* Supplied material *
========================

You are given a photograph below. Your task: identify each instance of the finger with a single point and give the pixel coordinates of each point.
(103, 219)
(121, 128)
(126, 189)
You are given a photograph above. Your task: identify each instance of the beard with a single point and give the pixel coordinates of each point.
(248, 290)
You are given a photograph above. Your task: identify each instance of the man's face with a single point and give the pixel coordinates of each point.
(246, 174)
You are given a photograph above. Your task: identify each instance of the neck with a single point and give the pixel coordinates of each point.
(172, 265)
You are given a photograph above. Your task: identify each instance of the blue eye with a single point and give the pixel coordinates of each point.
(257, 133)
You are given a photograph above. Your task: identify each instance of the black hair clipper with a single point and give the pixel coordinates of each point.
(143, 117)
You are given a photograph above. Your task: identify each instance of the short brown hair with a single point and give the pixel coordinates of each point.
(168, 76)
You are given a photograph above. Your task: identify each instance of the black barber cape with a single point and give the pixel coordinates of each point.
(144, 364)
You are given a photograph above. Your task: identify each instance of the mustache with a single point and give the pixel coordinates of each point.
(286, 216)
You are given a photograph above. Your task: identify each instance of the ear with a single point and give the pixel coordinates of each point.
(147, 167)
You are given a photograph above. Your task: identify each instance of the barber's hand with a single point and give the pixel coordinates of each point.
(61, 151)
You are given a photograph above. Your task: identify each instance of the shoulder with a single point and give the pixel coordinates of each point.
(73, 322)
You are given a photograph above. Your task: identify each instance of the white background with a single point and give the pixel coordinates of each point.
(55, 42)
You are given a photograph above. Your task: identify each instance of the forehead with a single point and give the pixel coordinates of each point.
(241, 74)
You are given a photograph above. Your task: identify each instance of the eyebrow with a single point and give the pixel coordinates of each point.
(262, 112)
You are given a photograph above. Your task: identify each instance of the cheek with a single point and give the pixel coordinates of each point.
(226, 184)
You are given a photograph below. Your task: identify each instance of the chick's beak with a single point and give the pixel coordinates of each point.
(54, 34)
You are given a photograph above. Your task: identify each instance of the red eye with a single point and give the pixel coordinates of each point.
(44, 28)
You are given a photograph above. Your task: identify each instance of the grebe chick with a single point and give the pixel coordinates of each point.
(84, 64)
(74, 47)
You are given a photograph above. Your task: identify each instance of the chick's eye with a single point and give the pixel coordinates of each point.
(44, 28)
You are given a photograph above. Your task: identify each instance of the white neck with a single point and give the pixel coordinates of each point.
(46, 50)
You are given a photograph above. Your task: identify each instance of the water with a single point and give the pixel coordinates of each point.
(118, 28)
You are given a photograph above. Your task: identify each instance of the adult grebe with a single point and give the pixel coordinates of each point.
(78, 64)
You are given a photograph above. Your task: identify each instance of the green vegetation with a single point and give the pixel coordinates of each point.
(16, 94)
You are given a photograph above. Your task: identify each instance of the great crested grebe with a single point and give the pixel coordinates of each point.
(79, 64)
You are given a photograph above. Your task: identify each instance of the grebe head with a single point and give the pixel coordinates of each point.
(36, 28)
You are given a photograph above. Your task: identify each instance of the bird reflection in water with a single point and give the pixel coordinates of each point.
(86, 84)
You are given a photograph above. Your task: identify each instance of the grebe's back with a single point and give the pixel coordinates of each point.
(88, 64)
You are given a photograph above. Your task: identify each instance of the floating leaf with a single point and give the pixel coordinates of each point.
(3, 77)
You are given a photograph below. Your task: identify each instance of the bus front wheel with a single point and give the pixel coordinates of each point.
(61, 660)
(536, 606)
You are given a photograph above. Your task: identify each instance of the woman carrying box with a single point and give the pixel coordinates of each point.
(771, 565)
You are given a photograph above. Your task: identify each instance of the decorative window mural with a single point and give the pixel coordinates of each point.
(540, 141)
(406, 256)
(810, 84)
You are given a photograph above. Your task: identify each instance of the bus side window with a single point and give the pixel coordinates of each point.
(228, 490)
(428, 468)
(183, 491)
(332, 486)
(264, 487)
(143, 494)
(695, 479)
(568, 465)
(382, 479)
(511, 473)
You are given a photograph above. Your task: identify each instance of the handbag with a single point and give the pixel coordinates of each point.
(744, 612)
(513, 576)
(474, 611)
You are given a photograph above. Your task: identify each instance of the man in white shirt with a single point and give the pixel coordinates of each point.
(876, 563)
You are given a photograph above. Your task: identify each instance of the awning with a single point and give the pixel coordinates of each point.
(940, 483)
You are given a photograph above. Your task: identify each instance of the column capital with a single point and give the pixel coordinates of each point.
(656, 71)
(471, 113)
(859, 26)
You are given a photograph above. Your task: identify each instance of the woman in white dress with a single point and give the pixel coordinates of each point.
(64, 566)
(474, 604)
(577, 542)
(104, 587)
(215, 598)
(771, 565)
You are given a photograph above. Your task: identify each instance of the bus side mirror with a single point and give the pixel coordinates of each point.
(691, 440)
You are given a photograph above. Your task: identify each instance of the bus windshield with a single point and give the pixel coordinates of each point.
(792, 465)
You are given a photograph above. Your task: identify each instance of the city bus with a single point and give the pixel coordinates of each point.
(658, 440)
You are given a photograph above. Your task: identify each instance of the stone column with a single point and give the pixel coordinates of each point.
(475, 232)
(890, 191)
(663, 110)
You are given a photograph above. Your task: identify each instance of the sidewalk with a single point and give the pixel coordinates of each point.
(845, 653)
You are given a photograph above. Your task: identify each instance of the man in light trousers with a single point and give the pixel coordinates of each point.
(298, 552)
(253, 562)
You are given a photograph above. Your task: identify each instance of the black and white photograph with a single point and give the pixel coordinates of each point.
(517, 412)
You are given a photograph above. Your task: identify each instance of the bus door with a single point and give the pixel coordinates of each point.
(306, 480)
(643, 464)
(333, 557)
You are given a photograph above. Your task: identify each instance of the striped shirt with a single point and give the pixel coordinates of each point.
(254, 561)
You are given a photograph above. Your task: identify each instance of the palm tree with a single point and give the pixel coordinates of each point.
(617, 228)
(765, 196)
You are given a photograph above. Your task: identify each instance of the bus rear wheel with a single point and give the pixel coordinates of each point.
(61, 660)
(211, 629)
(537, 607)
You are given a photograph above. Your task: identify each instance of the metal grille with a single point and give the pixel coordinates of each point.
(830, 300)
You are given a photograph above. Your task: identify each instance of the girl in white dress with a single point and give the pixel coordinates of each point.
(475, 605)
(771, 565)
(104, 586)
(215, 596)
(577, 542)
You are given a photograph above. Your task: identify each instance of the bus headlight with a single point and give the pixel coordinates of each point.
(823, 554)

========================

* Directions *
Repeat the data. Every word must match.

* Exercise result *
You are given a photograph below. Your task: identify each instance of the finger with a single point and give the pixel coordinates of each point.
(103, 219)
(121, 128)
(126, 189)
You are given a photograph above. Your task: identify each instance of the beard with a single point and give the pixel coordinates of each point.
(248, 290)
You are given a photograph above. Your task: identify each instance of the man's face with a single point and give the pixel coordinates of each point.
(246, 174)
You are given a photograph above. Your task: identify each instance of the neck with a single point and give the pixel coordinates of each point.
(172, 265)
You are given a photograph above. Your task: identify each instance of the blue eye with a single point and give the pixel coordinates of each point.
(257, 133)
You are given a photograph above. Your task: identify each instance of the black hair clipper with a single point and give the pixel coordinates of each point.
(143, 117)
You are given a photograph above. Your task: identify each instance of the short brown hair with a single point and give the pixel coordinates of each point.
(168, 76)
You are given a photograph above. Your task: identify each instance of the black barber cape with a single point and give the pixel coordinates of each point.
(144, 364)
You are given a photograph above. Your task: identify each instance of the mustache with a single point and give the pixel coordinates of each point.
(286, 216)
You are given a photograph above. Your task: identify each instance of the ear with a single point and give the pixel coordinates of each point.
(147, 167)
You are given a photograph above. Your task: identify each instance of the barber's hand with a single point and give the pixel coordinates of each point.
(61, 151)
You are given a photograph above. Your task: identify each instance of the shoulder with a single point and give the pixel coordinates of each point.
(73, 322)
You are given a photograph above. Your task: identify each instance of the white background with a single point and give the pixel coordinates of each point.
(55, 42)
You are given a photograph above. Your task: identify each instance of the forehead with a single point and give the pixel coordinates of each point.
(241, 74)
You are given a photograph above. Your task: identify each instance of the eyebrow with a single point and give the pixel coordinates of each point.
(262, 112)
You are given a photograph above. Your task: identify each instance of the cheek with a single point and give the pixel coordinates of each point.
(226, 184)
You are given a photograph below. Your task: identify each instance of the chick's beak with a single point and give the pixel coordinates of each point.
(54, 34)
You are given a photograph above. Your task: identify each instance of the red eye with a single point and give the pixel coordinates of each point.
(44, 28)
You are given a photograph above. Your task: identify each instance of the grebe chick with a single point and give the pixel coordinates of each point.
(84, 64)
(74, 47)
You are given a photograph above. Your task: identify each instance of the chick's eye with a single point and give the pixel coordinates of each point.
(44, 28)
You are given a photograph above. Your task: identify each instance of the white neck with a single point and give the pixel coordinates of each point.
(46, 50)
You are given a photograph above. Your task: identify each instance of the water with a single point and give the pixel coordinates of each point.
(118, 28)
You are given a photograph above. Your task: identify each instance of the adult grebe with a single point and give the pixel coordinates of each point.
(78, 64)
You are given a photograph above. Your task: identify each instance of the green vegetation with a single point and give the pixel coordinates of each point.
(16, 94)
You are given a photograph above. Your task: identify each instance of the great crested grebe with a single point and give the pixel coordinates of each point.
(79, 64)
You are given a photograph above. Your task: identify each instance of the grebe head with a single point and give the pixel coordinates of each point.
(36, 28)
You are given a photograph above. Your task: identify each instance of the bird reflection in water with a single point and give the pixel coordinates of each point.
(86, 84)
You are given a photograph above. Your task: identify each instance of the grebe's back with a single point and give the pixel coordinates of each point.
(88, 64)
You are given a photograph above. Your task: identify each instance of the floating leaf with a single point and give the pixel coordinates of each point.
(3, 77)
You are given a photograph below. Your task: identify each instance of the bus front wheel with a single point and give the pixel coordinates of each point.
(61, 660)
(536, 606)
You are given a photograph above. Your task: identify each instance of the woman carrying box with a single point and give the pixel coordinates of each point.
(771, 565)
You are given a photograph above. Your task: identify each instance of the decorative window mural with a single point and give the pixel coordinates of each point.
(540, 141)
(406, 256)
(810, 84)
You are given a photograph above. Your task: identify each instance of the bus side window with a single point and give the pixel coordinates of each point.
(228, 490)
(428, 468)
(183, 491)
(332, 486)
(264, 487)
(143, 494)
(695, 479)
(568, 465)
(382, 479)
(511, 473)
You are given a photograph above. Your task: identify each instance of the handbag with a single point and give the pixel coordinates of each point.
(744, 612)
(513, 576)
(474, 611)
You are given a photograph above. Your task: identify each instance of the man in white shirt with a single point and give the pixel coordinates of each point.
(876, 563)
You are given a photograph above. Your task: identify each instance of the awning with a single point and give the pixel coordinates of each point.
(940, 483)
You are given a photograph above. Your task: identify each instance of the column capital with a single point and give the pixel coordinates of each point.
(656, 71)
(471, 113)
(859, 26)
You are given a photograph above. Your task: identify each instance of the woman in white dress with a single point and give the pixel coordinates of each point.
(64, 566)
(474, 604)
(577, 542)
(104, 587)
(215, 598)
(771, 565)
You are given a photograph above. Your task: identify each instance of the bus side mirror with a single point and give the pixel coordinates of each point.
(691, 440)
You are given a photograph above. Your task: identify each instance of the bus windshield with a single point and give the pixel coordinates of each point.
(792, 465)
You are given a photograph above. Your task: identify each instance of the city bus with a single point and give the pixel coordinates of each point.
(658, 440)
You are given a photograph above. Your task: identify each instance of the stone column with a single point and give the pixel coordinates of each point.
(475, 232)
(890, 191)
(663, 110)
You are given a photograph above. Your task: identify each instance of the sidewalk with a single point and give the pixel coordinates of each point.
(845, 653)
You are given a photograph above. Your task: identify each instance of the man in light trousers with a single point and give the pixel coordinates of each point.
(298, 552)
(253, 562)
You are given a photograph above. Your task: identify each instance of the black and white photograph with a single point and give the pixel coordinates of each point.
(517, 412)
You are given a photograph above. Your task: identify each instance of the bus door with a single point and give the pixel coordinates of each point.
(306, 480)
(643, 464)
(333, 557)
You are given a photograph above. Your task: identify each instance of the striped shirt with a single point and give the pixel coordinates of each point.
(254, 561)
You are given a photograph above. Your task: identify each instance of the palm tree with a single point and give the pixel coordinates of each point.
(617, 228)
(765, 196)
You are given a photograph above. Your task: identify each instance of the bus rear wheel with a single point and give the pixel coordinates of each point.
(61, 660)
(211, 629)
(537, 607)
You are given a photograph above. Your task: identify each instance of the metal grille with a single point and give the pixel coordinates of each point.
(830, 300)
You are given a photograph above. Your task: identify each instance of the girl in white dress with a single point and give the pixel coordinates of each point.
(475, 605)
(771, 565)
(104, 586)
(215, 596)
(577, 542)
You are given a photograph above. Your task: identify each instance of the bus headlight with a single point and give the pixel coordinates of each point.
(823, 554)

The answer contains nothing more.